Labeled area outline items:
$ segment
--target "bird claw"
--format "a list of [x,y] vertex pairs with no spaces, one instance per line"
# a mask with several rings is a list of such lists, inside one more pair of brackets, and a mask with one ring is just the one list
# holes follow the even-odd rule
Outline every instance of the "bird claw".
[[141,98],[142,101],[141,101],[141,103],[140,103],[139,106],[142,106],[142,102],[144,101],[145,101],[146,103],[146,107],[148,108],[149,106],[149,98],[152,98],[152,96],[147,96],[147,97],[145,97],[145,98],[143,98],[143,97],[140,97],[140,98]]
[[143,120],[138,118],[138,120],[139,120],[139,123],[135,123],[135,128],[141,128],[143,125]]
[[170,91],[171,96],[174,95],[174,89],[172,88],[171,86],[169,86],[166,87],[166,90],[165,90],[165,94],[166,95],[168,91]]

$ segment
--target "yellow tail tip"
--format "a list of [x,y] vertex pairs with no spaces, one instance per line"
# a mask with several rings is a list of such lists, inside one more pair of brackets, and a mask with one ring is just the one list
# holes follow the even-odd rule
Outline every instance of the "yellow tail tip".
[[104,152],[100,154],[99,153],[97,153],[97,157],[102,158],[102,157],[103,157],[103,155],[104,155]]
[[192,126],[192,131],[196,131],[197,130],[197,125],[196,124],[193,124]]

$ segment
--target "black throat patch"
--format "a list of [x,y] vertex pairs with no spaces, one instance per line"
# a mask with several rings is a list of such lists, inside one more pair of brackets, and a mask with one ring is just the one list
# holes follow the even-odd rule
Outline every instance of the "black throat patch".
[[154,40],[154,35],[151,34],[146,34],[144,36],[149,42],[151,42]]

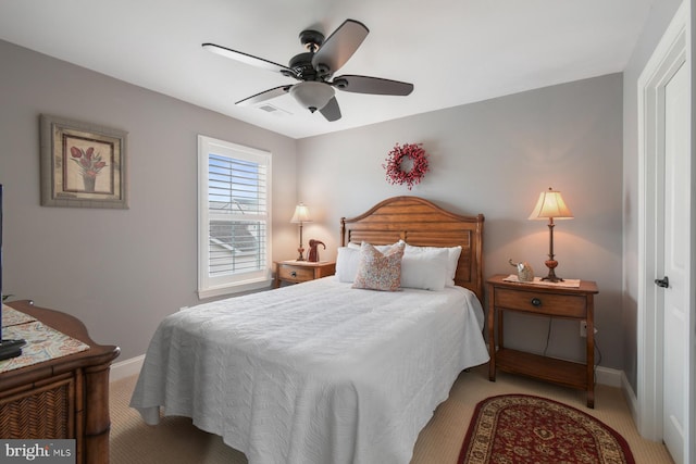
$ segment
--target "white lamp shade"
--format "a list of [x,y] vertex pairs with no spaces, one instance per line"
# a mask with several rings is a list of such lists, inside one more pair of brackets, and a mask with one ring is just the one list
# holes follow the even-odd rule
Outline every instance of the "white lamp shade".
[[290,95],[295,97],[295,100],[312,113],[326,106],[334,93],[334,88],[328,84],[313,80],[295,84],[290,87]]
[[530,220],[572,220],[573,213],[563,201],[560,191],[549,189],[539,195],[539,199],[530,214]]
[[293,214],[293,218],[290,220],[290,223],[311,223],[312,220],[309,217],[309,209],[303,204],[300,203],[297,206],[295,206],[295,214]]

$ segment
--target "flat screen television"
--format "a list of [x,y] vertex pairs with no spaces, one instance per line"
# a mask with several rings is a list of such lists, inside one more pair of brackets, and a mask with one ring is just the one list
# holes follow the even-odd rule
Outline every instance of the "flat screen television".
[[[2,292],[2,184],[0,184],[0,300]],[[2,304],[0,304],[0,361],[16,358],[22,354],[22,347],[26,344],[24,340],[12,340],[3,338],[2,327]]]

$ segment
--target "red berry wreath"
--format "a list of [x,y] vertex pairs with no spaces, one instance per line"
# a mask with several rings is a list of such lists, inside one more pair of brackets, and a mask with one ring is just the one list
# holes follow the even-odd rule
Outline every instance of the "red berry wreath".
[[[411,162],[409,171],[401,168],[401,163],[405,160]],[[397,143],[382,167],[386,170],[386,178],[389,184],[406,184],[411,190],[414,185],[421,183],[427,173],[427,153],[423,150],[423,143],[405,143],[401,147]]]

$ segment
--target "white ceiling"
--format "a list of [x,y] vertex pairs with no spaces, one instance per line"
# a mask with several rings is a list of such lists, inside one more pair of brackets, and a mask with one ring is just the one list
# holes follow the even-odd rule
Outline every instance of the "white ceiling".
[[[0,0],[0,39],[293,138],[343,130],[623,71],[654,0]],[[295,80],[210,53],[214,42],[287,64],[298,35],[344,20],[370,34],[340,74],[410,81],[408,97],[337,91],[330,123]]]

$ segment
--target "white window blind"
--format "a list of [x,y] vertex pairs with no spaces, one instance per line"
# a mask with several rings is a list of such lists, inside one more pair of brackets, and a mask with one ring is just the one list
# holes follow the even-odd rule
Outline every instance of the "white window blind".
[[271,153],[199,136],[200,298],[270,284]]

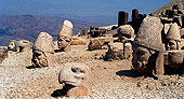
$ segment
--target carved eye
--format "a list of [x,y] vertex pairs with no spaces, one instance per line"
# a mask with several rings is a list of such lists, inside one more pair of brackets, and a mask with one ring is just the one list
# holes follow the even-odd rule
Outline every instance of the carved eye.
[[86,73],[86,71],[84,71],[84,70],[80,70],[80,72],[81,72],[81,73]]
[[71,68],[71,71],[73,71],[73,72],[77,72],[75,68]]
[[23,43],[28,43],[27,41],[23,41]]

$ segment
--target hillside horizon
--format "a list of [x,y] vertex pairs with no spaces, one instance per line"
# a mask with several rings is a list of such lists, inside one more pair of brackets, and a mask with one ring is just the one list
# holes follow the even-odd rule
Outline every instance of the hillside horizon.
[[[65,19],[68,18],[30,14],[0,16],[0,45],[6,46],[11,40],[29,40],[35,42],[39,33],[43,31],[50,33],[56,40]],[[102,24],[76,19],[69,20],[74,24],[74,34],[81,32],[83,28],[89,28],[90,26],[103,26]]]

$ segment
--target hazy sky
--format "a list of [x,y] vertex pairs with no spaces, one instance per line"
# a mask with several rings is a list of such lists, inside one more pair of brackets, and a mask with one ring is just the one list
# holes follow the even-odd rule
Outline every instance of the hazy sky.
[[172,0],[0,0],[0,14],[70,14],[115,16],[118,11],[139,9],[147,13]]

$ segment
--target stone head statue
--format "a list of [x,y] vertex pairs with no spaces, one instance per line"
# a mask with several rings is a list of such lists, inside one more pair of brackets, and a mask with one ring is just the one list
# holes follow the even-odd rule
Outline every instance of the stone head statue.
[[16,52],[16,51],[17,51],[17,47],[18,47],[17,41],[15,41],[15,40],[12,40],[12,41],[9,43],[9,46],[8,46],[9,51],[13,51],[13,52]]
[[133,42],[132,65],[137,72],[150,74],[157,68],[157,58],[163,52],[161,30],[159,18],[147,16],[143,20]]
[[181,49],[180,47],[181,34],[176,23],[171,24],[166,38],[167,38],[167,44],[166,44],[167,51]]
[[78,62],[64,63],[60,74],[60,84],[68,97],[88,96],[91,91],[90,69],[87,65]]
[[31,60],[34,67],[54,66],[53,38],[47,32],[41,32],[35,42],[32,53]]
[[57,38],[60,49],[65,52],[70,49],[71,36],[73,36],[73,24],[69,20],[64,20],[63,28],[58,33],[58,38]]
[[19,52],[30,52],[32,48],[32,43],[27,40],[18,41]]

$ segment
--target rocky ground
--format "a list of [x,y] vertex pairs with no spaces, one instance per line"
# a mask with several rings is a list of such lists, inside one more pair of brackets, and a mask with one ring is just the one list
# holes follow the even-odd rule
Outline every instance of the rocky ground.
[[[92,70],[93,94],[81,99],[183,99],[184,76],[162,75],[158,80],[137,76],[131,60],[105,61],[107,49],[87,51],[73,46],[55,53],[55,66],[32,69],[31,53],[9,53],[0,66],[0,99],[60,99],[58,72],[64,62],[87,63]],[[73,99],[73,98],[71,98]],[[75,98],[74,98],[75,99]]]

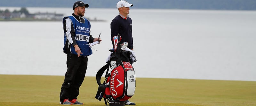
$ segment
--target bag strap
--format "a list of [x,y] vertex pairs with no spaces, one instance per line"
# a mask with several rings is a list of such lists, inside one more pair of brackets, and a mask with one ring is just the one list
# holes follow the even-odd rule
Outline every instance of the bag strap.
[[108,74],[108,70],[109,69],[109,66],[110,65],[110,63],[109,62],[108,62],[108,63],[107,63],[106,65],[100,68],[100,69],[97,72],[97,74],[96,74],[96,81],[97,81],[97,83],[98,83],[99,85],[101,84],[100,79],[101,79],[101,76],[102,76],[102,75],[103,74],[103,73],[104,73],[104,72],[105,71],[105,70],[106,70],[106,69],[107,69],[107,72],[106,73],[106,75],[105,75],[105,78],[107,78],[107,75]]

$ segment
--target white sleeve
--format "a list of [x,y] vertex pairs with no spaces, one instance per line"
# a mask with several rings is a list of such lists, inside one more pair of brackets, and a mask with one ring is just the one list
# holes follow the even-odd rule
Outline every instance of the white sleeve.
[[68,40],[68,42],[71,44],[73,43],[73,40],[72,38],[71,37],[71,33],[70,32],[71,31],[71,25],[72,25],[72,21],[69,18],[66,18],[66,35],[67,36],[67,39]]

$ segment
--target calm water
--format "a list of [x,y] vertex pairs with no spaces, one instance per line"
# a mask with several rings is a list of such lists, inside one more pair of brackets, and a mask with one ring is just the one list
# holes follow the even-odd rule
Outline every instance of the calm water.
[[[94,37],[102,32],[88,58],[86,76],[95,76],[110,53],[110,25],[118,12],[86,9],[85,17],[107,21],[91,22]],[[131,9],[137,77],[256,81],[256,11]],[[0,74],[64,75],[61,22],[0,22]]]

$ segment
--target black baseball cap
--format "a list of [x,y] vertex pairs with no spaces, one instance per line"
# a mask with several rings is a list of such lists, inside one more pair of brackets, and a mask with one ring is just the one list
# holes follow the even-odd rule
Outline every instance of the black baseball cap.
[[83,7],[85,6],[85,7],[89,7],[89,4],[85,4],[84,2],[80,1],[76,2],[73,5],[73,10],[75,10],[75,8],[78,6]]

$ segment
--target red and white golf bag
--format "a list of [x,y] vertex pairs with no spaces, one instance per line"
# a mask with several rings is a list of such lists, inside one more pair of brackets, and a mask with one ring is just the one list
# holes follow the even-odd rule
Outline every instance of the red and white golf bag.
[[[118,44],[116,52],[111,55],[110,60],[96,74],[99,86],[95,98],[100,101],[103,97],[106,105],[107,100],[110,105],[124,106],[125,101],[135,92],[135,72],[131,64],[131,54],[129,51],[121,51],[120,46],[120,43]],[[100,79],[106,70],[105,80],[101,84]]]

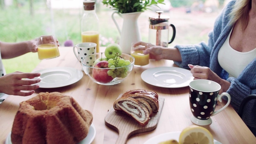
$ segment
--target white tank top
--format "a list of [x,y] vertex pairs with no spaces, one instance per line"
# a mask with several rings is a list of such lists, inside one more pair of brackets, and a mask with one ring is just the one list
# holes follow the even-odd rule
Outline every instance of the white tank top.
[[218,60],[221,67],[229,73],[229,77],[237,78],[249,63],[256,58],[256,48],[245,52],[238,52],[232,48],[229,40],[233,30],[232,28],[221,47]]

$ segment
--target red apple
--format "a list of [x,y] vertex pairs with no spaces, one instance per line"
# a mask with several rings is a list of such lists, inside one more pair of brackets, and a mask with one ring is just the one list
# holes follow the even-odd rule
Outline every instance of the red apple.
[[[108,62],[107,60],[102,60],[96,63],[94,67],[100,68],[108,68]],[[93,69],[93,77],[97,81],[102,83],[108,83],[113,80],[111,76],[108,75],[108,69]]]

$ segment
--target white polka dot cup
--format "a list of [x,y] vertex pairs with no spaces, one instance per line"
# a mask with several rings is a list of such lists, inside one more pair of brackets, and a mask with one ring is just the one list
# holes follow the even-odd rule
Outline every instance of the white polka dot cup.
[[[191,121],[195,124],[204,126],[212,124],[210,117],[217,114],[230,104],[231,98],[227,92],[218,95],[221,85],[213,81],[207,80],[196,80],[189,83],[189,104],[193,114]],[[227,97],[227,104],[215,111],[217,101],[222,101],[223,96]]]
[[[83,43],[77,44],[73,47],[73,51],[76,57],[81,62],[82,59],[86,56],[96,53],[96,46],[97,44],[93,43]],[[93,63],[92,60],[91,65]]]

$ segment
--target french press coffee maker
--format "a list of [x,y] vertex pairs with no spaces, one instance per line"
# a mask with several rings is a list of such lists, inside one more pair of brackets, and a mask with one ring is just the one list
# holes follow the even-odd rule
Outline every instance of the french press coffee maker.
[[[163,12],[157,11],[158,14],[157,16],[149,17],[149,33],[148,42],[156,46],[168,47],[175,38],[176,29],[172,24],[169,25],[168,16],[161,15]],[[169,41],[169,26],[172,27],[173,30],[172,37]]]

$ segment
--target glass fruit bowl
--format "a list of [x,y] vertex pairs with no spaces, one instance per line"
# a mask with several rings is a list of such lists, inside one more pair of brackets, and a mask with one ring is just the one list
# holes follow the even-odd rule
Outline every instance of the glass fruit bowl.
[[[123,60],[119,60],[120,59]],[[100,52],[87,56],[82,59],[81,63],[84,73],[93,81],[99,84],[112,85],[119,84],[126,78],[134,64],[134,58],[130,55],[122,54],[120,59],[112,59],[116,62],[114,63],[113,60],[110,61],[106,58],[104,52]],[[111,63],[108,61],[113,64],[108,65]],[[118,62],[119,61],[120,62]],[[115,66],[108,67],[111,65]]]

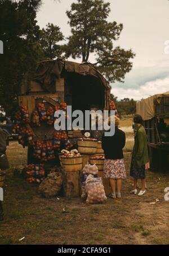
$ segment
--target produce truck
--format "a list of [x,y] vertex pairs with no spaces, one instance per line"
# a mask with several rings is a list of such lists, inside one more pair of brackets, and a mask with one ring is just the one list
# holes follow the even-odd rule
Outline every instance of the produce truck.
[[169,171],[169,92],[136,103],[146,132],[150,169]]
[[[92,107],[104,110],[109,107],[110,89],[105,78],[90,63],[77,63],[60,59],[45,60],[38,64],[35,76],[32,81],[25,79],[19,105],[28,109],[30,122],[26,126],[34,140],[50,141],[54,139],[54,125],[42,122],[40,127],[35,127],[31,122],[33,112],[37,110],[38,104],[43,105],[46,110],[65,102],[72,106],[73,111],[84,112]],[[71,132],[70,137],[72,137]],[[29,145],[28,164],[38,163],[33,156],[34,149],[34,146]],[[56,162],[57,158],[50,163],[54,165]]]

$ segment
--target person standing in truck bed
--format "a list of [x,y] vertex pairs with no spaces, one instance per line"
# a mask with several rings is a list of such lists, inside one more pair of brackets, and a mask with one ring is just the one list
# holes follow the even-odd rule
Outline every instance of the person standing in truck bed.
[[[6,134],[0,128],[0,173],[10,168],[8,160],[6,154]],[[0,200],[0,222],[3,220],[3,211],[2,203]]]

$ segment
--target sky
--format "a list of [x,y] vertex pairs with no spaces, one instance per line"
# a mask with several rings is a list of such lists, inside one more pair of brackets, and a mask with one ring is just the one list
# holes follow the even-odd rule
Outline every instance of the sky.
[[[42,28],[48,23],[52,23],[61,28],[65,37],[69,36],[70,28],[65,12],[73,2],[76,0],[60,0],[60,3],[43,0],[37,15],[38,25]],[[111,84],[112,93],[118,99],[139,100],[169,91],[169,52],[167,54],[164,51],[165,42],[169,40],[169,1],[109,2],[112,11],[108,20],[123,23],[124,27],[114,47],[132,49],[136,54],[132,70],[126,74],[124,83]],[[89,61],[95,62],[94,55]]]

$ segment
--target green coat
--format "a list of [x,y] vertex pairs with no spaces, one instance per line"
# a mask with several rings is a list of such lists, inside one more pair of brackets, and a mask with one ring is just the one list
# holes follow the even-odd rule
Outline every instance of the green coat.
[[[0,171],[5,171],[10,168],[8,160],[6,154],[6,136],[2,129],[0,128]],[[5,155],[1,157],[2,155]]]
[[140,168],[149,162],[147,137],[143,125],[140,126],[135,136],[133,158],[135,168]]

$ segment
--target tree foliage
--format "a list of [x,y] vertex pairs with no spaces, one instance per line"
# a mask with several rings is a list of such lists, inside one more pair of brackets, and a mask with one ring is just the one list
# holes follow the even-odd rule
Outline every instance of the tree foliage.
[[48,23],[46,29],[42,29],[39,43],[46,59],[52,59],[62,56],[63,49],[58,43],[64,39],[59,27],[52,23]]
[[104,0],[78,0],[66,11],[72,28],[68,38],[66,57],[81,58],[87,62],[91,53],[95,54],[95,65],[109,81],[122,81],[132,68],[131,59],[135,56],[130,49],[113,47],[120,36],[122,24],[108,22],[110,3]]
[[36,13],[41,0],[0,1],[0,104],[7,115],[16,110],[24,76],[35,70],[43,55],[38,44],[40,29]]

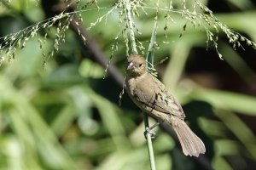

WHAT IS EXPECTED —
Please pick out every line in the entries above that contains the string "bowl", with case counting.

SOLUTION —
--target glass fruit bowl
Outline every instance of the glass fruit bowl.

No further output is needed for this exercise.